» Reading text:
I was able to step into, and out of, SPI_finish(). The pfree(_pltcl_utf_dst)
seems to be where it is failing.

Joe


Re: PLTCL return_null crash...

From
"Nigel J. Andrews"
Date:
On Mon, 7 Oct 2002, Tom Lane wrote:

> "Nigel J. Andrews" <nandrews@investsystems.co.uk> writes:
> > Presumably the fault was removed between 1.48 and 1.49 of src/pl/tcl/pltcl.c
>
> But 1.49 is in 7.2.1, which you said you're using?

Ok, I miss understood the labeling.


--
Nigel J. Andrews


Re: PLTCL return_null crash...

From
Tom Lane
Date:
Joe Conway <mail@joeconway.com> writes:
> Any idea wht I can't step through this? In any case, the problem seems to be
> in this section of code:

> <snip>
> if (SPI_finish() != SPI_OK_FINISH)
>    elog(ERROR, "pltcl: SPI_finish() failed");

> UTF_BEGIN;
> if (fcinfo->isnull)

» Aim:
Continue the mailing-list thread above about the PL/Tcl return_null crash, picking up right after its last line.

» Stored records:
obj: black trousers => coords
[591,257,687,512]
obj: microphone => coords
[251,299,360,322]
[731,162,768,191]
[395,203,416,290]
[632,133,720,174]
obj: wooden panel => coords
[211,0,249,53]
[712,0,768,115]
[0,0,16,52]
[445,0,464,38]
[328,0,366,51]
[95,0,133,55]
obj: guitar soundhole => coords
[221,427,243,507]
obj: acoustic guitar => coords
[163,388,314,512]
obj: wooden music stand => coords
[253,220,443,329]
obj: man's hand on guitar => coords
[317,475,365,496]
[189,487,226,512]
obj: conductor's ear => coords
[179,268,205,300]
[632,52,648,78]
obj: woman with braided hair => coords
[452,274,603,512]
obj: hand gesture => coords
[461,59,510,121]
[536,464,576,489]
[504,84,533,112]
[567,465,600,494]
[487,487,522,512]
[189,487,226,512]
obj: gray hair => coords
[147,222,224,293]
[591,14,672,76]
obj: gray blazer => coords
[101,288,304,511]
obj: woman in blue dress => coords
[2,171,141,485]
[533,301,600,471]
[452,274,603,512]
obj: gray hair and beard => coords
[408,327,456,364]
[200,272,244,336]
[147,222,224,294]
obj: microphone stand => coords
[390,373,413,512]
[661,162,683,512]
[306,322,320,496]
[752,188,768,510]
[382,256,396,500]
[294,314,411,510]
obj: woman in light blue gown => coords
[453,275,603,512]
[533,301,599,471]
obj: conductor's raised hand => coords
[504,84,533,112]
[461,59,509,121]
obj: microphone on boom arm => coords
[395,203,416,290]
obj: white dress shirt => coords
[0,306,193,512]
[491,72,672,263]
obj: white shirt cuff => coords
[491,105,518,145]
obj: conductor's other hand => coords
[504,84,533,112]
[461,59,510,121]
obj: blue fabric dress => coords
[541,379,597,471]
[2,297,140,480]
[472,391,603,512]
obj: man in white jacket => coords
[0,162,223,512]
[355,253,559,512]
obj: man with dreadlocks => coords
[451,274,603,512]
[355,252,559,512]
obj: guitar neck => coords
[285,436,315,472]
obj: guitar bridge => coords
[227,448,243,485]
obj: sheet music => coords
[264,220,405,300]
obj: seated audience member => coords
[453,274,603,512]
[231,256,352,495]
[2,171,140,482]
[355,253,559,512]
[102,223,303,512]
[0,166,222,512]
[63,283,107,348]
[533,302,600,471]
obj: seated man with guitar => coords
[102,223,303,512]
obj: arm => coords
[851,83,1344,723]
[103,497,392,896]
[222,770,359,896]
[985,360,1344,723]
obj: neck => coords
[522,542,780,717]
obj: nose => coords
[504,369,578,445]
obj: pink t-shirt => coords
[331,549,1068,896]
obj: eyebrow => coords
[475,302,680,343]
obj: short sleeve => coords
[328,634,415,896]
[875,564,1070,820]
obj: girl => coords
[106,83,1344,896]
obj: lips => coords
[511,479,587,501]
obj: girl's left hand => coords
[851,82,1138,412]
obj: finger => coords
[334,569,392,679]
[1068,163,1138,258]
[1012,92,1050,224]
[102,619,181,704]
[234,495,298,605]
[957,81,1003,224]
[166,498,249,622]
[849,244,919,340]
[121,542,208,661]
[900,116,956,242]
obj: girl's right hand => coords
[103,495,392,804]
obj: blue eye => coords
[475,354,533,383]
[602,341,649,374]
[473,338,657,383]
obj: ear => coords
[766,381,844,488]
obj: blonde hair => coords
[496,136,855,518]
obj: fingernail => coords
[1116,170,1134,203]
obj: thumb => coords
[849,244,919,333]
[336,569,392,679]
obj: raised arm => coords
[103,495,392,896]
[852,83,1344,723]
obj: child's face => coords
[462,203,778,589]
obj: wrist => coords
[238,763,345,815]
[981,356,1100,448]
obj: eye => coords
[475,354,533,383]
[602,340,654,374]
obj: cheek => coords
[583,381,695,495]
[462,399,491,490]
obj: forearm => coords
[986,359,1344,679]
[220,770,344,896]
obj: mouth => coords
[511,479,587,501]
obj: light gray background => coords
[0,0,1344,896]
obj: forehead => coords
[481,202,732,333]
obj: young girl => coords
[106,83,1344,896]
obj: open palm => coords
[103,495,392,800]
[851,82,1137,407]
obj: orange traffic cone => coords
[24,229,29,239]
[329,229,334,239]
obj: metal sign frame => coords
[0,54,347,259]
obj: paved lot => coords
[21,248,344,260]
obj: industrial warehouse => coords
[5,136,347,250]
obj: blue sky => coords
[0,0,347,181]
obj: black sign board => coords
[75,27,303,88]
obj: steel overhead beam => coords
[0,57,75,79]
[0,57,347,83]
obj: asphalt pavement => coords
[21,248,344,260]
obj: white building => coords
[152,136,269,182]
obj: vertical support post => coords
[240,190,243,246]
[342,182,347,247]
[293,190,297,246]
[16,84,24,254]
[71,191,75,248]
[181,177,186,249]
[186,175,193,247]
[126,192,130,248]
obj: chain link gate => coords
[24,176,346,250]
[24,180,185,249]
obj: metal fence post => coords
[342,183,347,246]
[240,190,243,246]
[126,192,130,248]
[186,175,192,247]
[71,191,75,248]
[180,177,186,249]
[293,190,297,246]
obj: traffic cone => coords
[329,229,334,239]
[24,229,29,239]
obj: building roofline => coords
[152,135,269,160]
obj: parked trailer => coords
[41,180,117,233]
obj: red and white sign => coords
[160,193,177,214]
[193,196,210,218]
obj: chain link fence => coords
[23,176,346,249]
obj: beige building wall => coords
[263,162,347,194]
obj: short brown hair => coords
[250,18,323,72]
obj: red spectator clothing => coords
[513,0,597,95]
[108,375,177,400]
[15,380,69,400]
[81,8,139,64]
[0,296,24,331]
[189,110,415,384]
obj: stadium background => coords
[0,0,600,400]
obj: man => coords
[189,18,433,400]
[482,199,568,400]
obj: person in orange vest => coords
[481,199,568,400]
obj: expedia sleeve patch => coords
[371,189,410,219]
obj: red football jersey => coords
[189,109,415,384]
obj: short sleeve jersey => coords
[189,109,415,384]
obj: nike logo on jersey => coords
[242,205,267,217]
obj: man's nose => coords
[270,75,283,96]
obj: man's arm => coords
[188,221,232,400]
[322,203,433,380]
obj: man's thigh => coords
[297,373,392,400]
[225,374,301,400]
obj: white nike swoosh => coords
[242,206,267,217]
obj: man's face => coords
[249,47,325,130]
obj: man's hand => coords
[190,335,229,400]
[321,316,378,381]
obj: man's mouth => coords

» Exercise result:
>    retval = (Datum) 0;
> else
>    retval = FunctionCall3(&prodesc->result_in_func,
>                           PointerGetDatum(UTF_U2E(interp->result)),
>                           ObjectIdGetDatum(prodesc->result_in_elem),
>                           Int32GetDatum(-1));
> UTF_END;
> </snip>

Oh, but of course: if you are returning NULL then this sequence fails
because it pfrees an uninitialized pointer.  It's fixed in CVS tip,
where the sequence reads like

    if (SPI_finish() != SPI_OK_FINISH)
        elog(ERROR, "pltcl: SPI_finish() failed");

    if (fcinfo->isnull)
        retval = (Datum) 0;
    else
    {
        UTF_BEGIN;
        retval = FunctionCall3(&prodesc->result_in_func,
                               PointerGetDatum(UTF_U2E(interp->result)),
                               ObjectIdGetDatum(prodesc->result_in_elem),
                               Int32GetDatum(-1));
        UTF_END;
    }

The reason I failed to duplicate it here was I didn't compile with
--enable-multibyte.  The bug is definitely still there in 7.2.3 if
you use multibyte.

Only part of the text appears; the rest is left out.